— Start of Source —

Overview of graphical models

Encode assumption about relationship among variables
- Tells use which variables are independent, dependent, conditionally independent, etc

Terminologies of Directed Acyclic Graphs (DAGs)

Terminology of graphs

Directed graph: shows that \(A\) affects \(Y\)

Undirected graph: \(A\) and \(Y\) are associated with each other

Nodes or vertices: \(A\) and \(Y\)
- We can think of them as variables
Edge: the link between \(A\) and \(Y\)
Directed graph: all edges are directed
Adjacent variables: if connected by an edge

Paths

A path is a way to get from one vertex to another, traveling along edges
There are 2 paths from \(W\) to \(B\):
- \(W \rightarrow Z \rightarrow B\)
- \(W \rightarrow Z \rightarrow A \rightarrow B\)
Directed Acyclic Graphs (DAGs)
- No undirected paths

No cycles

This is a DAG

More terminology

\(A\) is \(Z\)’s parent
\(D\) has two parents, \(B\) and \(Z\)
\(B\) is a child of \(Z\)
\(D\) is a descendant of \(A\)
\(Z\) is a ancestor of \(D\)

Relationship between DAGs and probability distributions

DAG example 1

C is independent of all variables \[ P(C\mid A, B, D) = P(C) \]
\(B\) and \(C, D\) are independent, conditional on \(A\) \[ P(B\mid A, C, D) = P(B\mid A) \Longleftrightarrow B \perp C, D \mid A \]
\(B\) and \(D\) are marginally dependent \[ P(B\mid D) \neq P(B) \]

DAG example 2

\(A\) and \(B\) are independent, conditional on \(C\) and \(D\) \[ P(A\mid B, C, D) = P(A\mid C, D) \Longleftrightarrow A \perp B \mid C, D \]
\(C\) and \(D\) are independent, conditional on \(A\) and \(B\) \[ P(D\mid A, B, C) = P(D\mid A, B) \Longleftrightarrow D \perp C \mid A, B \]

Decomposition of joint distributions

Start with roots (nodes with no parents)
Proceed down the descendant line, always conditioning on parents

\(P(A, B, C, D) = P(C)P(D)P(A\mid D)P(B\mid A)\)

\(P(A, B, C, D) = P(D)P(A\mid D)P(B\mid D)P(C\mid A, B)\)

Compatibility between DAGs and distributions

In the above examples, the DAGs admit the probability factorizations. Hence, the probability function and the DAG are compatible
DAGs that are compatible with a particular probability function are not necessarily unique
Example 1:

Example 2:

In both of the above examples, \(A\) and \(B\) are dependent, i.e., \(P(A, B) \neq P(A) P(B)\)

— End of Source —
— Start of Listed entries —

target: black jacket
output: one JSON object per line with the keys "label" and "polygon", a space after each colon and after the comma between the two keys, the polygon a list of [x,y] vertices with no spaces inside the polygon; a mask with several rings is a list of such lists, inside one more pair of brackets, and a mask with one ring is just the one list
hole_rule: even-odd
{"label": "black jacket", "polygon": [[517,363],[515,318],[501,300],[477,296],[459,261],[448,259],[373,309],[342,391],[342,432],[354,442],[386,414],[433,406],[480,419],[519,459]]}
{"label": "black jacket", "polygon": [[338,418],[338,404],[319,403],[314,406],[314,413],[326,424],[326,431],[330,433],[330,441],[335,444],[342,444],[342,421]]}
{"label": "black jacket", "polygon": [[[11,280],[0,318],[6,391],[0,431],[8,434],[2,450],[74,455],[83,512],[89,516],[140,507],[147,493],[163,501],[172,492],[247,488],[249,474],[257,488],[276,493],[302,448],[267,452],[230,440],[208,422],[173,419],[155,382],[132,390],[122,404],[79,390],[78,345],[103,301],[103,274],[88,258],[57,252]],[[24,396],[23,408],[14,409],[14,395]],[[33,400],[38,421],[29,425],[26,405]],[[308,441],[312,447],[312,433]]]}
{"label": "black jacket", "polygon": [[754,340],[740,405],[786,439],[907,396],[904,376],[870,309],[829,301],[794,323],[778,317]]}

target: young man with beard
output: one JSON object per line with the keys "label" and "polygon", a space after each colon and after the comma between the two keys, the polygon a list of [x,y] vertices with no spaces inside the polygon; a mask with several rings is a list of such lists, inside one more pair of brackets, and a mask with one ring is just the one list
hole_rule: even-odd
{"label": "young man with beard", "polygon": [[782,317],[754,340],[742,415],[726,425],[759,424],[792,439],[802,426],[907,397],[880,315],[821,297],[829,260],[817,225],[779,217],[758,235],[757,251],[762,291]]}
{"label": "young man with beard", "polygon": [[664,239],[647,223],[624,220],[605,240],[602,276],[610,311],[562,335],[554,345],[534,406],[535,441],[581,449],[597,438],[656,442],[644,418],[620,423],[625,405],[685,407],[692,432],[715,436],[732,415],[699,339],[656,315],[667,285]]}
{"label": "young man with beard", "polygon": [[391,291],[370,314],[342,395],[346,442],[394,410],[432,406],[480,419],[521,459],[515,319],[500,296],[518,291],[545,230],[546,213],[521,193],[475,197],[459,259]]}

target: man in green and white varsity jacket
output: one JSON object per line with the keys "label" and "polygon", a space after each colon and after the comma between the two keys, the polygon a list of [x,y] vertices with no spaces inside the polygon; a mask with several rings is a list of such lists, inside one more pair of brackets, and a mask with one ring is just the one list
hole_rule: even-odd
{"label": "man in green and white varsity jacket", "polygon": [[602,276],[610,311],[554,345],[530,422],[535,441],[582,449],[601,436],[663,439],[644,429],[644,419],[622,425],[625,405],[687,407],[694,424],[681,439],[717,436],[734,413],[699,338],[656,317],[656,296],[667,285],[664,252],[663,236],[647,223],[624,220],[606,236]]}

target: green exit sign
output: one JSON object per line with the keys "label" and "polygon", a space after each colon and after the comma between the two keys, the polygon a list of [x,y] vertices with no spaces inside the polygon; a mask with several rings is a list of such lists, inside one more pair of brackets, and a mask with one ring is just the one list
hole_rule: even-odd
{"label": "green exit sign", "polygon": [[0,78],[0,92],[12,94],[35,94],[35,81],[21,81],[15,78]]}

— End of Listed entries —

* Stated task 1:
Please quote everything in the graphical models notes from "Directed graph: shows" down to "between \(A\) and \(Y\)".
* Stated task 2:
Answer these from the graphical models notes:
(a) How many paths go from \(W\) to \(B\)?
(b) Which two parents does \(D\) have?
(c) What nodes does the decomposition of a joint distribution start with?

* Exercise output 1:
Directed graph: shows that \(A\) affects \(Y\)

Undirected graph: \(A\) and \(Y\) are associated with each other

Nodes or vertices: \(A\) and \(Y\)
- We can think of them as variables
Edge: the link between \(A\) and \(Y\)

* Exercise output 2:
(a) Two: \(W \rightarrow Z \rightarrow B\) and \(W \rightarrow Z \rightarrow A \rightarrow B\).
(b) \(B\) and \(Z\).
(c) The roots, which are nodes with no parents.